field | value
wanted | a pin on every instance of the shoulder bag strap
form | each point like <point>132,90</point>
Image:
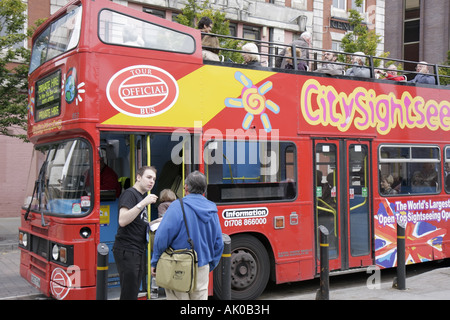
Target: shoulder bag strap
<point>185,223</point>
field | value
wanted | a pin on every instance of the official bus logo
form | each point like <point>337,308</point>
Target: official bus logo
<point>60,284</point>
<point>142,91</point>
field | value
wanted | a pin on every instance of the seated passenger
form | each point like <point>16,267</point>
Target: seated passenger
<point>386,185</point>
<point>251,55</point>
<point>205,25</point>
<point>358,69</point>
<point>211,52</point>
<point>304,42</point>
<point>423,75</point>
<point>328,67</point>
<point>391,74</point>
<point>301,65</point>
<point>109,179</point>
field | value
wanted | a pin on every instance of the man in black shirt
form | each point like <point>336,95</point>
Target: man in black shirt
<point>131,238</point>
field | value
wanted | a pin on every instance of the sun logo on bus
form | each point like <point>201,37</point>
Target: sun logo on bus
<point>70,89</point>
<point>253,101</point>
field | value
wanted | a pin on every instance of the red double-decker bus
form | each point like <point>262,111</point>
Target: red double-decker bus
<point>284,152</point>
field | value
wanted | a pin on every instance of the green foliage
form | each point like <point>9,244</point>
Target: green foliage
<point>361,38</point>
<point>445,71</point>
<point>13,73</point>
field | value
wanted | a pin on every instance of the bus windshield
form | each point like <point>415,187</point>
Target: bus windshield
<point>64,180</point>
<point>119,29</point>
<point>59,37</point>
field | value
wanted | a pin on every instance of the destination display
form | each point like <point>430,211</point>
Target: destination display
<point>48,97</point>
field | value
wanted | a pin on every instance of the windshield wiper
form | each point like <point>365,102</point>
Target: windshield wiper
<point>38,188</point>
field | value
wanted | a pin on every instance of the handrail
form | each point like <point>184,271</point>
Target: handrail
<point>314,52</point>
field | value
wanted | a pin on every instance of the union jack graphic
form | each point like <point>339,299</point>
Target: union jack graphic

# EXERCISE GOAL
Write out the listing again word for word, but without its pictures.

# TASK SOLUTION
field | value
wanted | a pin on every instance of the shoulder bag strap
form | each point like <point>132,90</point>
Image:
Target: shoulder bag strap
<point>185,223</point>
field | value
wanted | a pin on every instance of the official bus logo
form | each point like <point>337,308</point>
Target: official bus logo
<point>60,284</point>
<point>142,91</point>
field | value
wanted | a pin on every instance of the seated passenger
form | each point like <point>16,267</point>
Target: seated passenger
<point>386,185</point>
<point>251,55</point>
<point>205,25</point>
<point>358,69</point>
<point>211,52</point>
<point>304,42</point>
<point>423,75</point>
<point>328,67</point>
<point>391,74</point>
<point>301,65</point>
<point>109,179</point>
field | value
wanted | a pin on every instance of the man in black shirt
form | each point like <point>336,95</point>
Target: man in black shirt
<point>131,238</point>
field | value
wanted | a pin on every instance of the sun logo on bus
form | each point like <point>201,37</point>
Target: sun logo on bus
<point>70,89</point>
<point>253,101</point>
field | value
wanted | a pin on every instance of the red double-decker bus
form | each point like <point>262,111</point>
Target: red double-decker bus
<point>284,152</point>
field | value
wanted | a pin on every instance of the green foliage
form | each point like <point>9,244</point>
Target: green foliage
<point>361,38</point>
<point>445,71</point>
<point>13,73</point>
field | value
wanted | a pin on every instance of the bus windshield
form | each point like <point>415,187</point>
Target: bus windshield
<point>64,180</point>
<point>119,29</point>
<point>59,37</point>
field | value
wanted | a pin on every instance of the destination display
form | each point like <point>430,211</point>
Target: destination display
<point>48,97</point>
field | value
wanted | a pin on every instance of the windshield wiper
form | each point like <point>365,102</point>
Target: windshield wiper
<point>38,188</point>
field | value
wanted | a pin on every instance of the handrail
form | each point like <point>184,271</point>
Target: handrail
<point>314,52</point>
field | value
wanted | a pin on every instance of the union jack graphic
form | each point like <point>339,299</point>
Target: union jack graphic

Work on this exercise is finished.